::: PROVIDED RECORDS :::
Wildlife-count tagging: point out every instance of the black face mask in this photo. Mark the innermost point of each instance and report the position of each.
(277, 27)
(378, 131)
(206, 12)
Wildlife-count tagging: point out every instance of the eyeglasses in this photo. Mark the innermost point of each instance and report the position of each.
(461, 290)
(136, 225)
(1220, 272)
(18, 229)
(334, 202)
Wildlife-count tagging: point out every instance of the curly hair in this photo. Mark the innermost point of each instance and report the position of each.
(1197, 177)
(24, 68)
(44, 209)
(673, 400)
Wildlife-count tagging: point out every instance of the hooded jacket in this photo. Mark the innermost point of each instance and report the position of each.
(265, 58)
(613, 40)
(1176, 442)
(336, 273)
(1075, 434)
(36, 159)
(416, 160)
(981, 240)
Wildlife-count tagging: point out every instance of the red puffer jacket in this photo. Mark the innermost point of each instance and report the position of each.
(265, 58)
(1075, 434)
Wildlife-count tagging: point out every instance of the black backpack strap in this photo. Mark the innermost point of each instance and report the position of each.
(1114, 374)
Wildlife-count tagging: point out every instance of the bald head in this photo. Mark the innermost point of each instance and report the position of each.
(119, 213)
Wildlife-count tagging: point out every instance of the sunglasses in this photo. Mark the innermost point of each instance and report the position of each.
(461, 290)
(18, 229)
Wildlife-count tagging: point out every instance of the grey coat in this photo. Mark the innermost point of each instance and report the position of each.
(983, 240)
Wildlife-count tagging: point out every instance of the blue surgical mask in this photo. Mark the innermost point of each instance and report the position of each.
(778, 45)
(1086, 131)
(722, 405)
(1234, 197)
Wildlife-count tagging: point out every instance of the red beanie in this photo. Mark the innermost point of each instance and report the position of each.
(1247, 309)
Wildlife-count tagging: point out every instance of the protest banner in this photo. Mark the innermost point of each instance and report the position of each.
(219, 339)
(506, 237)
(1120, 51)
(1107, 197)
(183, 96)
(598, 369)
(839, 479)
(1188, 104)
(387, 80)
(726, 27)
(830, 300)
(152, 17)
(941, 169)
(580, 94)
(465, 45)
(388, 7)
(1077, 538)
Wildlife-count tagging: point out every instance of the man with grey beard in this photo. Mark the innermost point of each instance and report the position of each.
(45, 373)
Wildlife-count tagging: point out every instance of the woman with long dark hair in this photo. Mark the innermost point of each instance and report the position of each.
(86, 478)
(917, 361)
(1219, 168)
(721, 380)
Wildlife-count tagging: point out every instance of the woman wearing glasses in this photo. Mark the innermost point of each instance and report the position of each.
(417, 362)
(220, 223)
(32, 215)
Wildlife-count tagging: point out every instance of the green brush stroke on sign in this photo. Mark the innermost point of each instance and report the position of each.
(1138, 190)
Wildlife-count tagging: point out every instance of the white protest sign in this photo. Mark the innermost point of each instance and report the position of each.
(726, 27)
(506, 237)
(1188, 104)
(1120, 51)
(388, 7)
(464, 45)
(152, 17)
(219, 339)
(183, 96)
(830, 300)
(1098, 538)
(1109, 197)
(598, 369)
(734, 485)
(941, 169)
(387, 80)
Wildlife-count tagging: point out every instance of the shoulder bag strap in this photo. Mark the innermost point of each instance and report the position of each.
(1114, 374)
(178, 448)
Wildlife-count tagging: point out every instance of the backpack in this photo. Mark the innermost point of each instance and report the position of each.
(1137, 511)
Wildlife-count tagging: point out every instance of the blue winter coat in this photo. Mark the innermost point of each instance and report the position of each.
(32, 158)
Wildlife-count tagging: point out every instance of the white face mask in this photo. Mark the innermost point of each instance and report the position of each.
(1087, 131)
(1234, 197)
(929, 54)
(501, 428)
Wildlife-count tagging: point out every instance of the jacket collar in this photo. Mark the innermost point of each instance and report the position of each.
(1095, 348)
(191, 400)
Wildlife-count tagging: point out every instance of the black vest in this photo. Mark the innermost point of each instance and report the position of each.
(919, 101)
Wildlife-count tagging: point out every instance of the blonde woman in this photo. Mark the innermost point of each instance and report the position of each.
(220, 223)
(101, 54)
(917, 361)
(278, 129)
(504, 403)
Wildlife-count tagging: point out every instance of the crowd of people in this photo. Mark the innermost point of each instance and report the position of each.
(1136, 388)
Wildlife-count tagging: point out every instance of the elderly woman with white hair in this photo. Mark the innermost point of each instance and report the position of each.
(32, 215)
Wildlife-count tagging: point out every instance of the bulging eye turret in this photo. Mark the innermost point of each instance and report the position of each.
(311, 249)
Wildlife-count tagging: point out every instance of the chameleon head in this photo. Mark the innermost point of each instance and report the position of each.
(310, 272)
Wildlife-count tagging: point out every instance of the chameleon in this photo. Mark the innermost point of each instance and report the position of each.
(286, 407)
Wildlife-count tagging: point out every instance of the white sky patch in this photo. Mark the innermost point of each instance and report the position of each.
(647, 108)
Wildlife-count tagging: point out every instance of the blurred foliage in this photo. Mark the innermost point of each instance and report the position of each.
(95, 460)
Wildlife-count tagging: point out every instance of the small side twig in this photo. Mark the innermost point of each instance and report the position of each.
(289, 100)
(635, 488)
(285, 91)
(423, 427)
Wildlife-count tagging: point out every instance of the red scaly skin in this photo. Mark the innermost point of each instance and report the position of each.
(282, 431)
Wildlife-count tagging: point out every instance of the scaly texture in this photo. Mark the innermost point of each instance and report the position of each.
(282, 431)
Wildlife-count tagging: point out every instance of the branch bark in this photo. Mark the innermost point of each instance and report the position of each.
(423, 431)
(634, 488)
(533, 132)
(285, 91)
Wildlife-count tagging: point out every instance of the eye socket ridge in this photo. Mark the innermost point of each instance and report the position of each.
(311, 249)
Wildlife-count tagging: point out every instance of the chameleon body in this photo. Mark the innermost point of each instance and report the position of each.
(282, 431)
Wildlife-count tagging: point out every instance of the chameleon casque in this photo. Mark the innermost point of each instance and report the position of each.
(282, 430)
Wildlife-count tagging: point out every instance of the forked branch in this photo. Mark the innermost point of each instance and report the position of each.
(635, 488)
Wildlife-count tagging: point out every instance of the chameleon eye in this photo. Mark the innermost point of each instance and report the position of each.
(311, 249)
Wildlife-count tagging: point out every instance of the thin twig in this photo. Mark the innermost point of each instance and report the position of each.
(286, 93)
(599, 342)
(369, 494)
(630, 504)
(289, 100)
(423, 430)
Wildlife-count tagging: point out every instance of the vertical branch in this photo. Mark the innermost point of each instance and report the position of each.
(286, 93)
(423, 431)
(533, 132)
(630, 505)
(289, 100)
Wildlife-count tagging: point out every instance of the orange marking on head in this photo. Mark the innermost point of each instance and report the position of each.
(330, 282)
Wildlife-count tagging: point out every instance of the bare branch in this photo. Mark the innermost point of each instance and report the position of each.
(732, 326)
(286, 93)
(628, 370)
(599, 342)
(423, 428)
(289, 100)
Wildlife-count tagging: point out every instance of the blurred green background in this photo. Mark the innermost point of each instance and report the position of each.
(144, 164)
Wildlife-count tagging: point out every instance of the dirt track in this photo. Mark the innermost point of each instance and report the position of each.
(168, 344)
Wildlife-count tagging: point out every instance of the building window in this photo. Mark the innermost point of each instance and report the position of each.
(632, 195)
:::
◆ WORK TASK: Would you repeat the lines from the one containing "Wildlife-count tagging: point out every instance of the building" through the end of the data, exactly, with nothing before or after them?

◆ RESULT OF THIS TASK:
Wildlife-count tagging: point out every instance of the building window in this photo. Mark the innermost point of each instance and report the position of each.
(632, 195)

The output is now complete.